These components are far less intelligent than the model itself. This means that behaviors defining a true conversation simply do not work, according to Thinking Machines: intervening proactively ("interrupt me if I say something wrong"), reacting to visual cues ("tell me when I’ve written a bug"), or speaking simultaneously, which would be useful for something like live translation. Citing Sutton's "Bitter Lesson," the lab argues that these handcrafted systems will ultimately be surpassed by advancements in general capabilities.

Thinking Machines' Interaction Models

The Interaction Models replace the harness with a model that directly processes the audio and video stream rather than receiving pre-segmented statements. The approach resembles full-duplex models like Moshi or Nemotron VoiceChat, which operate similarly but are smaller-scale models focused on latency rather than intelligence benchmarks.

A 200-Millisecond Clock Replaces Artificial Turn Boundaries

The true breakthrough with existing architectures is what the team calls time-aligned micro-turns. The model continuously processes 200 milliseconds of input and generates 200 milliseconds of output, with both token streams operating in an intertwined manner. Input and output no longer occur sequentially. Instead, they share the same clock cycle.

This eliminates artificial turn boundaries, allowing the model to decide for itself whether to remain silent, intervene, or speak simultaneously with the user. Audio and images are not pre-processed by large autonomous encoders but are fed directly into the transformer with minimal preprocessing. This reduces latency, although it may also limit the model's ability to capture fine visual details like text.

However, the real-time model faces another challenge. If it must respond every 200 milliseconds, it cannot spend minutes reasoning or searching the web. Thinking Machines addresses this issue by pairing the interaction model with a second asynchronous background model that handles longer tasks such as reasoning, tool usage, and research.

The two models share the same conversation context. The interaction model delegates tasks while maintaining the conversation, then integrates the background model's results into the conversation as they arrive, at an appropriate moment relative to what the user is currently doing, rather than as an abrupt context switch. The goal is to combine the quick response of a fast model with the depth of a reasoning model.

EXERCISE 1
Using the passage on interaction models, decide whether each statement agrees with it. Answer yes or no for each, and quote the deciding words. (a) The model takes in 200 milliseconds of input and produces 200 milliseconds of output. (b) Audio and images go through large autonomous encoders before reaching the transformer. (c) The interaction model and the background model keep separate conversation contexts.
EXERCISE 2
In the passage on interaction models, which longer tasks does the asynchronous background model handle?
The items that follow were taken from a separate source.

THE DATA

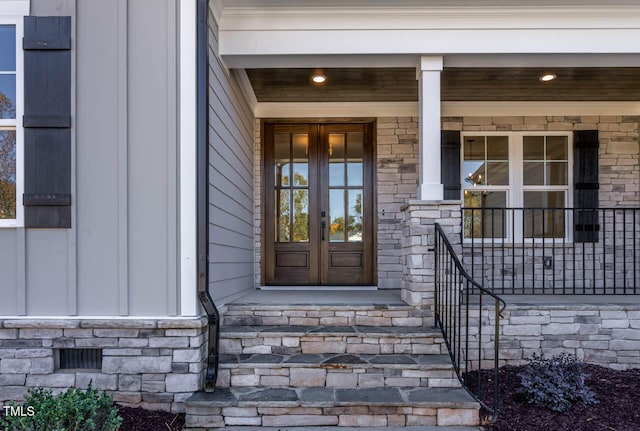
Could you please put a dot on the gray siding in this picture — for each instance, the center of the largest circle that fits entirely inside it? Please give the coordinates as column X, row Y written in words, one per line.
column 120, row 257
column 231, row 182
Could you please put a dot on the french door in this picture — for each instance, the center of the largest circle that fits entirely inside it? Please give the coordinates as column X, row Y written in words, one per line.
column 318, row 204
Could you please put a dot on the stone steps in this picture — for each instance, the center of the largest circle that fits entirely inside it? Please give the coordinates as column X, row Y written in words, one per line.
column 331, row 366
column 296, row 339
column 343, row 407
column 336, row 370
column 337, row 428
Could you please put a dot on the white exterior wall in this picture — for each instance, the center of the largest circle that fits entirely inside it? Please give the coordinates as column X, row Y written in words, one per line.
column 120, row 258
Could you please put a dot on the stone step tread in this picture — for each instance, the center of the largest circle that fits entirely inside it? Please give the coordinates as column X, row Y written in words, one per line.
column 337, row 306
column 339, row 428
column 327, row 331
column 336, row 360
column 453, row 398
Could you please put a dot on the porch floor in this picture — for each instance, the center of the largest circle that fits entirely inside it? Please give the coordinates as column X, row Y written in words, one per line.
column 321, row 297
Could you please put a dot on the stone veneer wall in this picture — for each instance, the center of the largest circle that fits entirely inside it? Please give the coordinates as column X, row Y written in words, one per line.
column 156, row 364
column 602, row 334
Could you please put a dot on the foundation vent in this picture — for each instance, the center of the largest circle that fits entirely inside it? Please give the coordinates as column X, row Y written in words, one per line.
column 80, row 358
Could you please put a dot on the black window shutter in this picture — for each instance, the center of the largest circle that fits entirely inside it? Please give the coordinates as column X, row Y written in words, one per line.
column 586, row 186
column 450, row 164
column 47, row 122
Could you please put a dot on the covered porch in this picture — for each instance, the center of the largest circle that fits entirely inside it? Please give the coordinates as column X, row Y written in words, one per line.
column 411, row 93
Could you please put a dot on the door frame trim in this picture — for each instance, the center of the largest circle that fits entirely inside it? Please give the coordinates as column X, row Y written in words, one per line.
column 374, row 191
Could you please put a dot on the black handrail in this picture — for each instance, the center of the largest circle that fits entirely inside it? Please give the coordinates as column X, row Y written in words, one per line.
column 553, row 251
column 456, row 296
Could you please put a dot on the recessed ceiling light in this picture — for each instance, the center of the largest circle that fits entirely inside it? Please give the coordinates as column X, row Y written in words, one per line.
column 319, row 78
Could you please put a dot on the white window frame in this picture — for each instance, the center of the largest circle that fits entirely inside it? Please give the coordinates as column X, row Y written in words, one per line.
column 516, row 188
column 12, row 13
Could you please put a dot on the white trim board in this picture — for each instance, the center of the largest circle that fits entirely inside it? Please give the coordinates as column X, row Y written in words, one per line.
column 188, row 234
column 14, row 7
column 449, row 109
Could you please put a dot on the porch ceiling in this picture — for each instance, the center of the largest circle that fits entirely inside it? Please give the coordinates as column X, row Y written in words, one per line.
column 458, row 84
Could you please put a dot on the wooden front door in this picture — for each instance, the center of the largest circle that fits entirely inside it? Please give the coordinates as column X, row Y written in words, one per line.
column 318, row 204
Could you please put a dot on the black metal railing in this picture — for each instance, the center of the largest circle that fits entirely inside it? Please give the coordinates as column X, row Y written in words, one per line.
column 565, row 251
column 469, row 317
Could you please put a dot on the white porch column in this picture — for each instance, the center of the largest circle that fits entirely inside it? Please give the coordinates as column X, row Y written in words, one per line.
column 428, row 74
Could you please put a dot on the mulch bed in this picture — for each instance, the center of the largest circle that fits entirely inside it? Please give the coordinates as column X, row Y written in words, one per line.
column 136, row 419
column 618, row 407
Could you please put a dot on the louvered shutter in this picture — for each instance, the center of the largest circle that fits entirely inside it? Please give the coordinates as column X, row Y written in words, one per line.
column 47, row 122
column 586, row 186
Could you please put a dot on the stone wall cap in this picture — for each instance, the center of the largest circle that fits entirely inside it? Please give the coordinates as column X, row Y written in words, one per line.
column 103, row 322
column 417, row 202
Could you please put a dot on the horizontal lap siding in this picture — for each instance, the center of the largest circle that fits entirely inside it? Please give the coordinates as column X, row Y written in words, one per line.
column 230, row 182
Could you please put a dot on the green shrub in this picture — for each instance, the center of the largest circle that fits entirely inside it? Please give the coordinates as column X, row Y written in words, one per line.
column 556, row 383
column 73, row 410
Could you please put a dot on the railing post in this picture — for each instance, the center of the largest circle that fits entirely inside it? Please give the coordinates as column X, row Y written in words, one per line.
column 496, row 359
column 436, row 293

ANSWER SPACE 1
(a) Yes: "The model continuously processes 200 milliseconds of input and generates 200 milliseconds of output"
(b) No: "Audio and images are not pre-processed by large autonomous encoders but are fed directly into the transformer with minimal preprocessing."
(c) No: "The two models share the same conversation context."

ANSWER SPACE 2
Reasoning, tool usage, and research.